## Extrait à lire:
%%

Une autre observation qui a été présentée, c’est que le prix du seigle n’a pas atteint le taux fixé par la loi de 1834, pour que l’entrée en soit libre, alors que le froment a atteint ce taux Faut-il en conclure que les bases de la loi de 1834 sont vicieuses ? Non, sans doute. La seule conséquence qui soit certaine, c’est qu’il y a eu moins d’insuffisance quant au seigle que quant au froment. Car si l’insuffisance eût été égale, le seigle eût atteint le taux de 15 fr. fixé par la loi de 1834, et la libre entrée aurait eu lieu.
En effet, nous voyons que les importations de seigle se bornent généralement à un chiffre peu élevé.

%%

## Objectif annoncé:
Poursuivez le passage sur le prix du seigle et la loi de 1834 en reprenant juste après sa dernière phrase.

## Matériel fourni:
%%

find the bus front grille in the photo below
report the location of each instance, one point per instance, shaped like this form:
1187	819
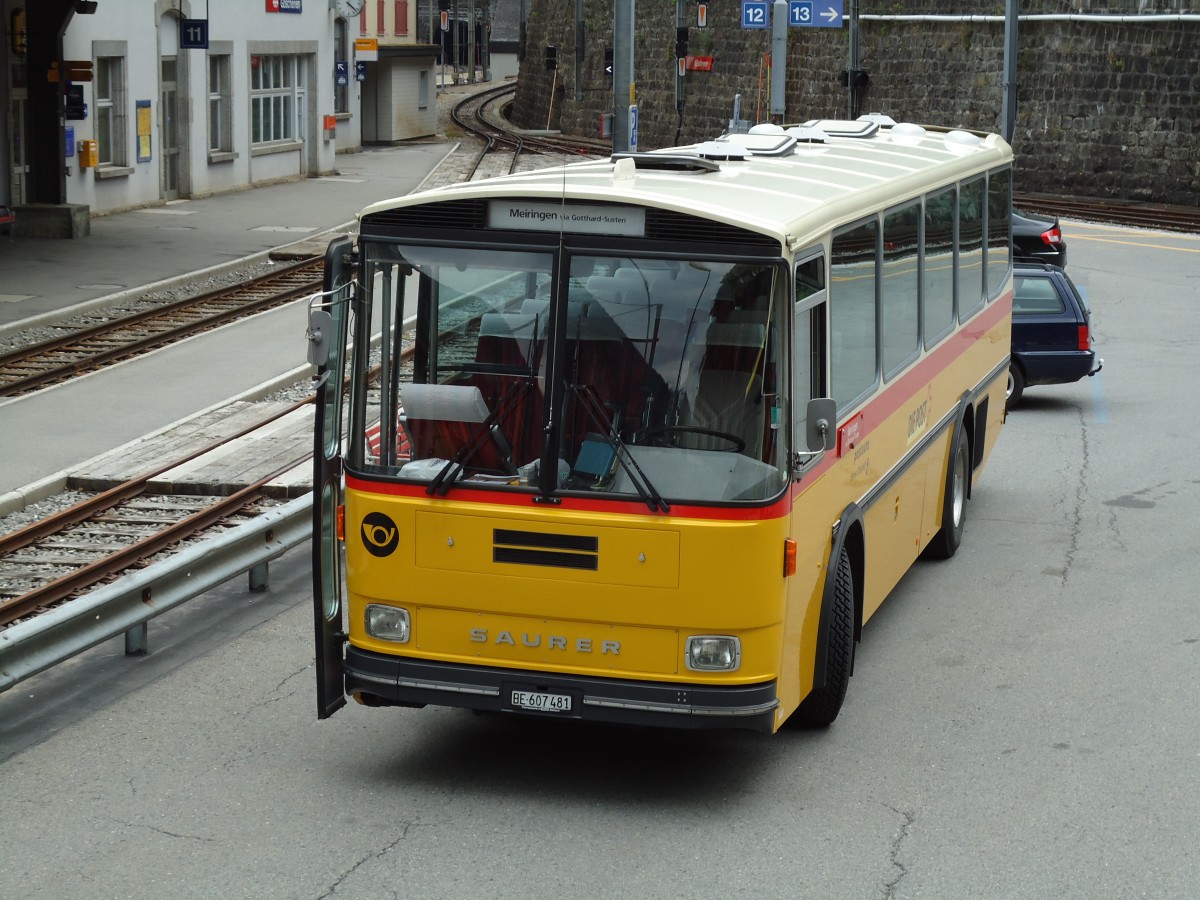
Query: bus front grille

%%

## En réponse:
Est-il impossible d’augmenter la culture du seigle ? Evidemment non. Il y a des landes dans le pays. Les chambres ont voté des sommes considérables dans le but d’en assurer le défrichement. Comment obtiendra-t-on ce résultat ? Par la culture des céréales, et surtout du seigle, seule céréale que l’on puisse d’abord cultiver dans ces landes.
Les chambres ont eu raison d’en agir ainsi ; en effet ; dans tout pays bien organisé on cherche à féconder les richesses stériles du pays. Nous avons des milliers d’hectares de landes, qui sont des richesses stériles, et qui ne peuvent être fécondées que par la culture et par la construction de routes et de canaux.
Le gouvernement montrerait beaucoup d’inconséquence dans sa conduite, si, d’une part, il entravait la culture du seigle, alors que, d’autre part, il fait des efforts pour amener le défrichement des landes et augmenter la population du pays.
Je terminerai en faisant une observation qui, je crois, est à la connaissance de beaucoup d’entre nous : c’est qu’il se manifeste depuis plusieurs mois une baisse considérable dans les propriétés foncières, à tel point que le taux de la baisse a été porté à un sixième dans plusieurs localités.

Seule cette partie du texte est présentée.